* Start MATERIAL SUPPLIED *
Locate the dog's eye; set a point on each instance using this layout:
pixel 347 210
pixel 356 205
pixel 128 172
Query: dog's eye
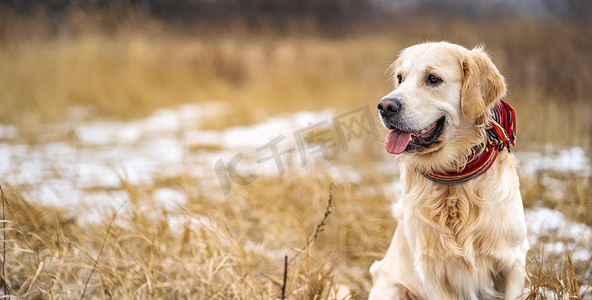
pixel 432 79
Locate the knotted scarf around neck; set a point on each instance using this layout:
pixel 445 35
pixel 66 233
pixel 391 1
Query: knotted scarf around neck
pixel 500 134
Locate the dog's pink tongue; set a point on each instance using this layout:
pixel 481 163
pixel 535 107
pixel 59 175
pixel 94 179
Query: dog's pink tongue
pixel 396 142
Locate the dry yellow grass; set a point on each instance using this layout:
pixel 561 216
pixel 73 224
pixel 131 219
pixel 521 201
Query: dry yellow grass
pixel 233 247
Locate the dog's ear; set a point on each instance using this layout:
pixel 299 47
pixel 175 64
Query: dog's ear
pixel 482 85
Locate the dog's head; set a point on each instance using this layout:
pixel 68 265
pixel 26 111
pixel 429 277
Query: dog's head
pixel 441 101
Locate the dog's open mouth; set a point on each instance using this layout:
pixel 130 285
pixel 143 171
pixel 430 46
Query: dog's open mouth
pixel 399 141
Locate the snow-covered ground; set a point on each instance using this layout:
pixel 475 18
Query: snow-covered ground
pixel 88 168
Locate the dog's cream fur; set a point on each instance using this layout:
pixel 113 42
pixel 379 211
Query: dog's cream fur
pixel 462 241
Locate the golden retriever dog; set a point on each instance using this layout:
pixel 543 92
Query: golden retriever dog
pixel 460 221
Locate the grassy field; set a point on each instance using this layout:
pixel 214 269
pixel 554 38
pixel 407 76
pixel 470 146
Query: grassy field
pixel 233 247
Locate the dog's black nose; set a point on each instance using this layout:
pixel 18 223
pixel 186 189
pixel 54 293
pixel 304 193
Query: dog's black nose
pixel 389 106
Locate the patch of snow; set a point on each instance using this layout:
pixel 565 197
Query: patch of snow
pixel 543 223
pixel 567 160
pixel 8 132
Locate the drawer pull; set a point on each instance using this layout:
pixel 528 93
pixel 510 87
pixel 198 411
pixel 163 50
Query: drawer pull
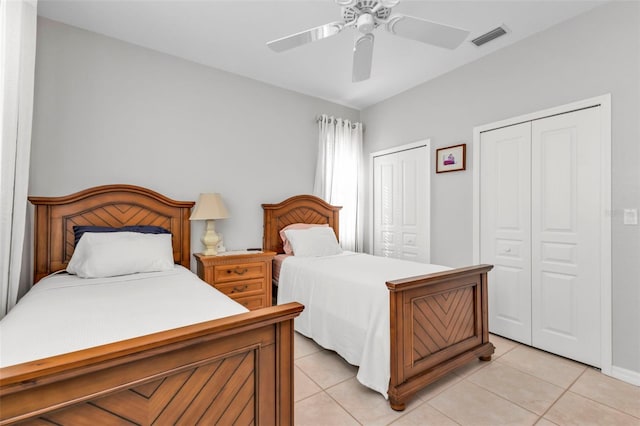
pixel 238 271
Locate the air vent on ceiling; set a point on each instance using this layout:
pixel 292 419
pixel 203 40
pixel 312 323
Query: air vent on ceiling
pixel 487 37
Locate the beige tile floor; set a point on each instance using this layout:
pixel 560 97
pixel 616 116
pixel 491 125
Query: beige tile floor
pixel 520 386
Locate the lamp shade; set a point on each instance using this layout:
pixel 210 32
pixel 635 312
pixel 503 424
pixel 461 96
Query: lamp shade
pixel 209 206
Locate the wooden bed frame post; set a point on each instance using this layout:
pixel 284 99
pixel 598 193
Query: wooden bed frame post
pixel 439 322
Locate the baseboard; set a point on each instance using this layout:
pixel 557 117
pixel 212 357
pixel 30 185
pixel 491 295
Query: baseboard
pixel 625 375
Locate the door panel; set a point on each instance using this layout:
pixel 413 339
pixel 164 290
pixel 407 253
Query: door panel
pixel 400 201
pixel 566 235
pixel 505 228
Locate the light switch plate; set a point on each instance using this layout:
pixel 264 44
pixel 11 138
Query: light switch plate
pixel 630 217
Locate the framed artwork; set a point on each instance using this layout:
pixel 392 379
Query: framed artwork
pixel 451 158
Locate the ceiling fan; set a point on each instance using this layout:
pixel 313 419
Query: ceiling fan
pixel 366 16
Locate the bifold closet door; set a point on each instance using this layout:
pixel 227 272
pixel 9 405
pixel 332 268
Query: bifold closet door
pixel 505 228
pixel 565 229
pixel 400 202
pixel 540 221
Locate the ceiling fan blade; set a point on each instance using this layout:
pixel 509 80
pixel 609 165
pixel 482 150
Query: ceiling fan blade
pixel 426 31
pixel 304 37
pixel 362 56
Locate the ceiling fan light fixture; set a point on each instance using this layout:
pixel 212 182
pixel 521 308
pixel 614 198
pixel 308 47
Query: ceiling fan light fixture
pixel 366 23
pixel 346 3
pixel 389 3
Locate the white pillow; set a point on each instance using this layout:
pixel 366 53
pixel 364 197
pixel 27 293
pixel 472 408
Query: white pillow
pixel 119 253
pixel 313 242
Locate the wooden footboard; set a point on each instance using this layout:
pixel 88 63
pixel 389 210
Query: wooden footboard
pixel 237 369
pixel 439 322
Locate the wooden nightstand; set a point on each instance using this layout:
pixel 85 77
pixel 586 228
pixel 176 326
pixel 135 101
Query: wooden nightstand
pixel 246 277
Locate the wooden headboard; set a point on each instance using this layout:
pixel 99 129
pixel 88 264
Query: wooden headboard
pixel 108 205
pixel 297 209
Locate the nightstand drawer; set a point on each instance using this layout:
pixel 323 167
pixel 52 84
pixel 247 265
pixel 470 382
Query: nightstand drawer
pixel 251 302
pixel 239 271
pixel 243 288
pixel 244 277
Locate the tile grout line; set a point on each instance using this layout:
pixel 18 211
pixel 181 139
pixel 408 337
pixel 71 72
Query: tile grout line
pixel 563 394
pixel 444 414
pixel 505 399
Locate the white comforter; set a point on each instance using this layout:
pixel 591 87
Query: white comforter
pixel 63 313
pixel 347 306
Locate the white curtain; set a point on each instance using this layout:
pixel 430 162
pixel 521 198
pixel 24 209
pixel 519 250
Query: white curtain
pixel 338 179
pixel 18 21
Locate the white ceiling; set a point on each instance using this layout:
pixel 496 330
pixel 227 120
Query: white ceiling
pixel 231 35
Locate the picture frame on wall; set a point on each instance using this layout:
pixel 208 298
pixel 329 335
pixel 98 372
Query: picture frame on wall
pixel 451 158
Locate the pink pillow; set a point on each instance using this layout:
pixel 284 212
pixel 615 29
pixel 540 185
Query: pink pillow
pixel 285 242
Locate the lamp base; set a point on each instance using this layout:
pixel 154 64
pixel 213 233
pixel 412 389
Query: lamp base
pixel 210 239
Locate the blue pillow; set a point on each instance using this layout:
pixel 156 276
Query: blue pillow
pixel 78 230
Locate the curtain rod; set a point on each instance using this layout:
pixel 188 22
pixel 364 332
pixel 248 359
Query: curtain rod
pixel 335 121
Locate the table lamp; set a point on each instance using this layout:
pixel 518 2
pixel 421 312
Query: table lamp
pixel 210 207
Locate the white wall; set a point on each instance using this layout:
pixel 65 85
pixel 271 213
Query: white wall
pixel 593 54
pixel 112 112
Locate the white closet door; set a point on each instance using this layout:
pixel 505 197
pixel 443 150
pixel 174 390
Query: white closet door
pixel 400 205
pixel 505 228
pixel 566 235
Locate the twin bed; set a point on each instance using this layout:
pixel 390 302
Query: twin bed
pixel 224 365
pixel 197 370
pixel 403 336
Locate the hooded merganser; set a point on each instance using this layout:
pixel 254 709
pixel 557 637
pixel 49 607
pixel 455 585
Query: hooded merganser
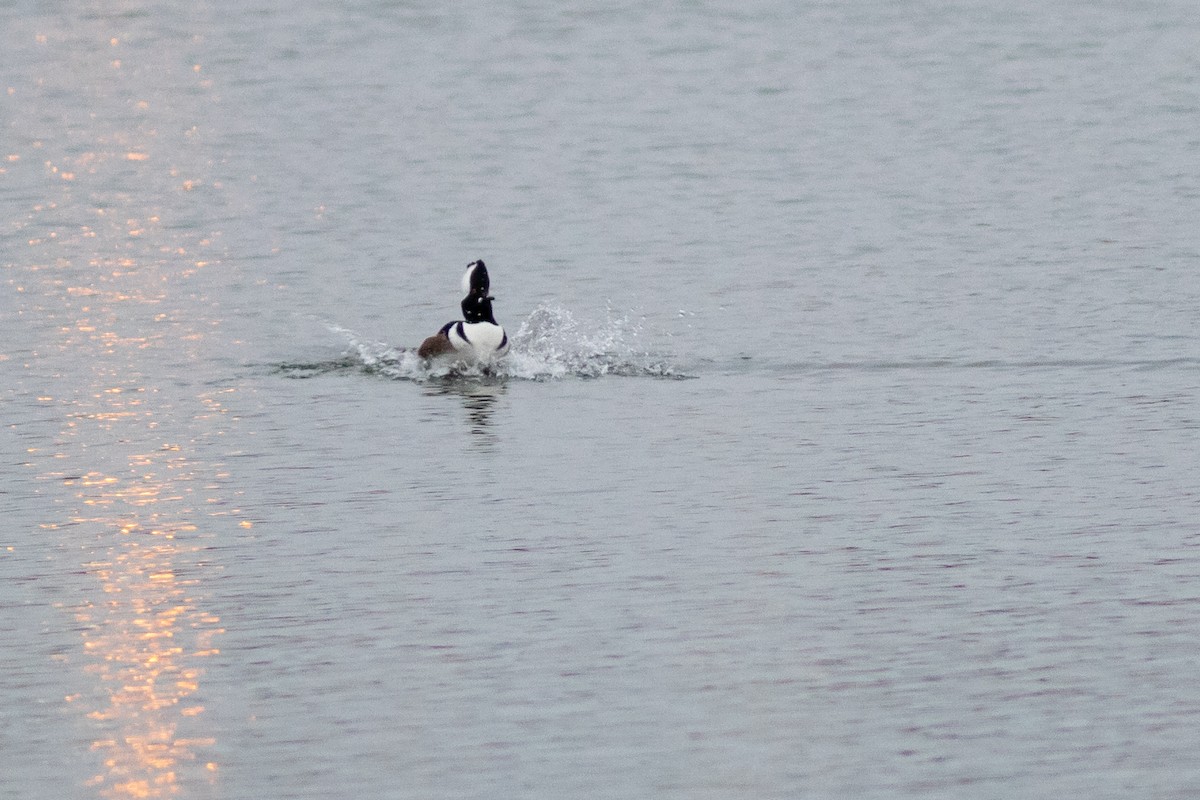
pixel 478 336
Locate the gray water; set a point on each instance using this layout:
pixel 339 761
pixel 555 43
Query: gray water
pixel 846 450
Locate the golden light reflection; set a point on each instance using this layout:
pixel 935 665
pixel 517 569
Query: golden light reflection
pixel 145 636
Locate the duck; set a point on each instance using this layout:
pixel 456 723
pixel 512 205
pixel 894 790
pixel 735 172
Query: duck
pixel 477 337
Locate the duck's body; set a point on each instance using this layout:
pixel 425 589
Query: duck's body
pixel 478 337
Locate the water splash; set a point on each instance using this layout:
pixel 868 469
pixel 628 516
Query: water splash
pixel 550 344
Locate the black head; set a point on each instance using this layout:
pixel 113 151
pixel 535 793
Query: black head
pixel 475 281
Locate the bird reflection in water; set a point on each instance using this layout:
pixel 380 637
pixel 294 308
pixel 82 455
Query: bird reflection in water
pixel 479 400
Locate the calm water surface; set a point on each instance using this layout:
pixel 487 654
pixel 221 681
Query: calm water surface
pixel 847 447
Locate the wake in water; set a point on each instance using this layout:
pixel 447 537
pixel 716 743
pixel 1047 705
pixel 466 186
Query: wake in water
pixel 550 344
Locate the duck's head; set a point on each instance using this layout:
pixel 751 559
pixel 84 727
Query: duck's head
pixel 474 280
pixel 477 306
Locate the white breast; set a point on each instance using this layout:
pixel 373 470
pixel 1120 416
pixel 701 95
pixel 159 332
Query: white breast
pixel 480 341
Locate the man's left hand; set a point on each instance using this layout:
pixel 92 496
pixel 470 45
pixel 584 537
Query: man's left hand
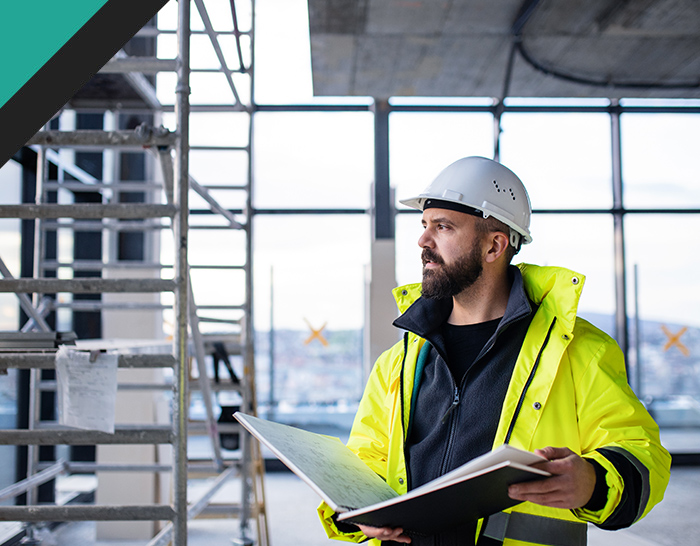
* End MATERIAL SUPPLIED *
= TO BE DONE =
Rewrite the lines from the beginning through the line containing "pixel 396 142", replacing "set a point" with "place a marker" and leaving everything else unchanged. Omit the pictures from your answer.

= EXERCISE OUTPUT =
Locate the dog's eye; place a marker on each instance using this layout:
pixel 347 210
pixel 356 205
pixel 128 172
Query: dog's eye
pixel 432 79
Locate the knotted scarf around neck; place a marker on each instance using this layout:
pixel 445 35
pixel 66 233
pixel 391 1
Query: knotted scarf around neck
pixel 500 134
Locate the dog's pink tongue; place a marker on each instance using this layout:
pixel 481 163
pixel 535 107
pixel 59 175
pixel 94 179
Query: dog's pink tongue
pixel 396 142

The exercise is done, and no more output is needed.